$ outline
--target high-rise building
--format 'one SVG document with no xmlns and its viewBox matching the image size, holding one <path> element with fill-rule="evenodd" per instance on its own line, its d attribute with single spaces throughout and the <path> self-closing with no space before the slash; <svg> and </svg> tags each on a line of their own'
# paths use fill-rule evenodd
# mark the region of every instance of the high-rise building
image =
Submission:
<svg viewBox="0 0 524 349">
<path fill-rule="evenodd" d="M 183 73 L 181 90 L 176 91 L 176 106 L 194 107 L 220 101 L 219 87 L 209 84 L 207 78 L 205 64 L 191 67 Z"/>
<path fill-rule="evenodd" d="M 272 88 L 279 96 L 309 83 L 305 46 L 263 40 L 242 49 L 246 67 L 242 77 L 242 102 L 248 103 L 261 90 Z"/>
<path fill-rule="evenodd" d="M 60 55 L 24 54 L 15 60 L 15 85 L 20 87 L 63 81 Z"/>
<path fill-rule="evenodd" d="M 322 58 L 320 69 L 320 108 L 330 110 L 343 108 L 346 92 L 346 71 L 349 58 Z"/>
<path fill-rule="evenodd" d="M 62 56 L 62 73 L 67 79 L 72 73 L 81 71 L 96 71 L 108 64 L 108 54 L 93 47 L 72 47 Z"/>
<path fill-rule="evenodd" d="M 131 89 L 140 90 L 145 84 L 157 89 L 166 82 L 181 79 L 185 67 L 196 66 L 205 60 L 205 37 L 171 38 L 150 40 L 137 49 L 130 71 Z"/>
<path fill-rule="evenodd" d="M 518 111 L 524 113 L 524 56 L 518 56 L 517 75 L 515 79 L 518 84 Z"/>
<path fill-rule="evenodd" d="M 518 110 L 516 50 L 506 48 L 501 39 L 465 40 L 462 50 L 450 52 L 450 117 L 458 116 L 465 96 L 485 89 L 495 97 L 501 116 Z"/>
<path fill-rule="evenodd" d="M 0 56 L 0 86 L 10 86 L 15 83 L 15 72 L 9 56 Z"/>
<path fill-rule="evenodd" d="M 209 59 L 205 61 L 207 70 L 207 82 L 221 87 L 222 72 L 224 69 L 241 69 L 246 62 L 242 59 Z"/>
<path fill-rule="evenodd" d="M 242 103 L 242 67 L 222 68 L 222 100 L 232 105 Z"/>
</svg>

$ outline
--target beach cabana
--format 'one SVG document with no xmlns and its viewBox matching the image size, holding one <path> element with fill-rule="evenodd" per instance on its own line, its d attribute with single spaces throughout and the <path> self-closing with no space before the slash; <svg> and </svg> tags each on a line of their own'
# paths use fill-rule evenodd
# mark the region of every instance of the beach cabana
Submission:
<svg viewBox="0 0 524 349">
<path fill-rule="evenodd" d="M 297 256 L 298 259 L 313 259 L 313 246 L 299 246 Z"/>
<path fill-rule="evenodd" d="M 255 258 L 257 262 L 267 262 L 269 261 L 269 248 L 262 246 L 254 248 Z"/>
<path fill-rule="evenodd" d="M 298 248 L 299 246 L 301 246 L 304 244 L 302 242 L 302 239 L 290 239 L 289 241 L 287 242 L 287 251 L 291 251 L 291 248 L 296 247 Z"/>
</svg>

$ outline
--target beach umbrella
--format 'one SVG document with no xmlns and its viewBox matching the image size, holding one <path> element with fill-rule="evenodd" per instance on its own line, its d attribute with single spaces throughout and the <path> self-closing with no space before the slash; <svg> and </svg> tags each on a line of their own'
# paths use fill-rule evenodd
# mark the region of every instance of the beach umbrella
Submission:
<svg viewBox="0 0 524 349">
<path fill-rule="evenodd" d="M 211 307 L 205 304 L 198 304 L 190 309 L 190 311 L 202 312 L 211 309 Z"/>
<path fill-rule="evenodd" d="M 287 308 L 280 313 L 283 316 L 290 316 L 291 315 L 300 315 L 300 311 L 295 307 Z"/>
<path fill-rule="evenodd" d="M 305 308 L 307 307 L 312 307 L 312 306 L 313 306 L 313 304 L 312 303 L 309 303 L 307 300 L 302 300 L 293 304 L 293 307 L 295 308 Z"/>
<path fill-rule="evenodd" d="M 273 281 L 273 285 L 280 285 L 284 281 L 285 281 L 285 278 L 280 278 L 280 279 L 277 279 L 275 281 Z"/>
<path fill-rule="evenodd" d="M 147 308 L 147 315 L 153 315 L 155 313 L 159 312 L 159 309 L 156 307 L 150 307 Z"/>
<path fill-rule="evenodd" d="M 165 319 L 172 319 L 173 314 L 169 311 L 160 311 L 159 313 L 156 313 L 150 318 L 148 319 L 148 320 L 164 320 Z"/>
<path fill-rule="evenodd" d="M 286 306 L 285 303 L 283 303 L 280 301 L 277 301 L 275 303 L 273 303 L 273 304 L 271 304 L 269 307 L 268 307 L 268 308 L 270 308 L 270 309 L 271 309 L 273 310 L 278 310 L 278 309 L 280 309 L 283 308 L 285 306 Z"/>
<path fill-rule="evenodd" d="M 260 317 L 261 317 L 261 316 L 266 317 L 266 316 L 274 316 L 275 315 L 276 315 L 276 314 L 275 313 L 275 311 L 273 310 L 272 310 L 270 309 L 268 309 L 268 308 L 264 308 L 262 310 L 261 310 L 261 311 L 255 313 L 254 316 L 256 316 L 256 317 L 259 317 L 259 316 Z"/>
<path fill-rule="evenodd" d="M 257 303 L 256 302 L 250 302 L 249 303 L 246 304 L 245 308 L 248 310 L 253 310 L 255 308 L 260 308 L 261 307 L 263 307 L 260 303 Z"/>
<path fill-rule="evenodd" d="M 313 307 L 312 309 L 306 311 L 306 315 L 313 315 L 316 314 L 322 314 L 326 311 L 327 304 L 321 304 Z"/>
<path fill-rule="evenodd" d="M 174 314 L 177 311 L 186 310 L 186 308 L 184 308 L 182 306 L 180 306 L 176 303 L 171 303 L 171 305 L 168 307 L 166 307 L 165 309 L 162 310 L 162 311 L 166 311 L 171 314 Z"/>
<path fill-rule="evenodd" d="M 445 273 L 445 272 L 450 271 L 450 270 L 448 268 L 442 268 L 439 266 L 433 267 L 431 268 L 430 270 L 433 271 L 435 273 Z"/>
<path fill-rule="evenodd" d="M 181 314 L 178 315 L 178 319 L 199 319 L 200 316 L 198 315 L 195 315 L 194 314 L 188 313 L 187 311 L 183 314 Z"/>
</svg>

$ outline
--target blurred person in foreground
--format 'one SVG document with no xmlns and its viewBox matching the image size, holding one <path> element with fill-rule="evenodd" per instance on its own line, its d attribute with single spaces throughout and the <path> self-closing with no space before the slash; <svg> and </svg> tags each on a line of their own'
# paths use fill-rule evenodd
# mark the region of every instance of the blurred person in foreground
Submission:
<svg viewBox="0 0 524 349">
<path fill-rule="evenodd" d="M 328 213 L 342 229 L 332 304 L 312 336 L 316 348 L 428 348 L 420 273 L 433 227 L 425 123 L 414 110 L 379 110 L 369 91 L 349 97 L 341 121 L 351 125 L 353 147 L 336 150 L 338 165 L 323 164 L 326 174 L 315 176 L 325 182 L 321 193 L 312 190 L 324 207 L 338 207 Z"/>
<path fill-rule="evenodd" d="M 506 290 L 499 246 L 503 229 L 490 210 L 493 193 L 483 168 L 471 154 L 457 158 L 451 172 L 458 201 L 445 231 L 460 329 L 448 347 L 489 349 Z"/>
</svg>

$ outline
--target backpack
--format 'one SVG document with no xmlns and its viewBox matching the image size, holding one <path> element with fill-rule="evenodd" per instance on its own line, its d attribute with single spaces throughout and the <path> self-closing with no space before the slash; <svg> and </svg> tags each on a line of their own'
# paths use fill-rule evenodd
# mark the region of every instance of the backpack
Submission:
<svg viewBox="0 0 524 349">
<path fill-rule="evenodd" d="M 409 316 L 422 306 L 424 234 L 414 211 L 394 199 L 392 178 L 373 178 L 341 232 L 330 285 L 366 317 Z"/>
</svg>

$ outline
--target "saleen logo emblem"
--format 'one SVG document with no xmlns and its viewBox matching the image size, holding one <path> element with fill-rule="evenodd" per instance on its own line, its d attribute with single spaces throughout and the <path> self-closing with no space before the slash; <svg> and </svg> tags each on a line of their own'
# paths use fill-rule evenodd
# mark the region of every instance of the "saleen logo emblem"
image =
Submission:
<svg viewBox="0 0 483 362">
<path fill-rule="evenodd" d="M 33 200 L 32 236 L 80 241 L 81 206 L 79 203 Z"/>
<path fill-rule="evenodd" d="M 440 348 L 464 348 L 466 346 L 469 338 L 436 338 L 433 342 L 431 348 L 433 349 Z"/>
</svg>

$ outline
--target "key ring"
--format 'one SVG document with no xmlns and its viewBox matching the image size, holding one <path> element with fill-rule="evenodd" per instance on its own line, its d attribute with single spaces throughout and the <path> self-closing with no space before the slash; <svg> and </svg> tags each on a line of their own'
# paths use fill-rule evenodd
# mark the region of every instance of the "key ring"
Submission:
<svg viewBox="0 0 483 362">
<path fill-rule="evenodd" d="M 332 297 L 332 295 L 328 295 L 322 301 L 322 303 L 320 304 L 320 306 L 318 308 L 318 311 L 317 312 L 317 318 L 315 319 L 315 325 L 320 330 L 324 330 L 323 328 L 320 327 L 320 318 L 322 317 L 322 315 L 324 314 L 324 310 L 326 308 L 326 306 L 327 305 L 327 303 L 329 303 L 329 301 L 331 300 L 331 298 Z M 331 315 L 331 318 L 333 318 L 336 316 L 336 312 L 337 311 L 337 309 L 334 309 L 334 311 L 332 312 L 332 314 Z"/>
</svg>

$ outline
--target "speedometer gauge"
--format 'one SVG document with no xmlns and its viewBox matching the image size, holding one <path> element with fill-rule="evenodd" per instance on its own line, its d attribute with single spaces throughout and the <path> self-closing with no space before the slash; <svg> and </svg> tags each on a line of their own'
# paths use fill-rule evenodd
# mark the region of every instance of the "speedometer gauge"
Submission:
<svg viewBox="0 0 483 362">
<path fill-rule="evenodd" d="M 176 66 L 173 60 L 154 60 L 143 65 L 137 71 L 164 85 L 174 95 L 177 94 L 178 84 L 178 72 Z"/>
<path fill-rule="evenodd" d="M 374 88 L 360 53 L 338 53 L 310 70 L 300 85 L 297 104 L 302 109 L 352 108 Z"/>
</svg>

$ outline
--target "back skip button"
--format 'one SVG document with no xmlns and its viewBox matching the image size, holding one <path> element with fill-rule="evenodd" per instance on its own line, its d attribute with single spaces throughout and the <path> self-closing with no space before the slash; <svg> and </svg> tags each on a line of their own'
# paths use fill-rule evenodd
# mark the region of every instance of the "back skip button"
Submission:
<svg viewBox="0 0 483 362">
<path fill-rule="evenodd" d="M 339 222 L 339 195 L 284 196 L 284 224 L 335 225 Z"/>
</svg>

----

PROBLEM TO SOLVE -> List each line of the data above that contains the string "target", matching case exactly.

WORKED SOLUTION ->
--target high-rise building
--target beach cabana
--target beach umbrella
--target blurred person in foreground
--target backpack
--target "saleen logo emblem"
--target "key ring"
--target "speedometer gauge"
--target "back skip button"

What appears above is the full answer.